> **Ejercicio breve**
Copia igualito todo lo que va desde la línea que contiene "Please place a point on the turquoise" hasta el final de los ítems de abajo, con ambos extremos incluidos.
──────────
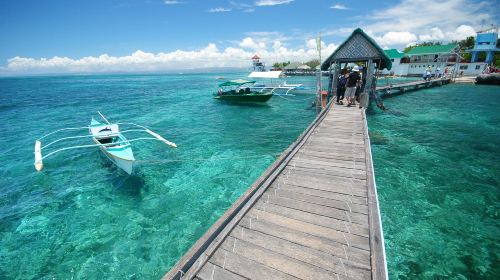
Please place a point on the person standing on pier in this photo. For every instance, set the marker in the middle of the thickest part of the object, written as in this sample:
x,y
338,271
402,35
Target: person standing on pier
x,y
353,81
341,83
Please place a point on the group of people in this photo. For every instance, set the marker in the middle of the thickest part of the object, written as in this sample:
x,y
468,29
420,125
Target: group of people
x,y
437,74
349,86
491,69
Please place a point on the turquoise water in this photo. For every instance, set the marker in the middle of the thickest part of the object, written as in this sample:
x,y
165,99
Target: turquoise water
x,y
436,157
435,154
84,218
──────────
> **Respuesta**
Please place a point on the turquoise water in this photo. For every instance, set the marker in the middle of the thickest part of the object, written as in this sample:
x,y
165,99
Target: turquoise water
x,y
436,157
435,154
84,218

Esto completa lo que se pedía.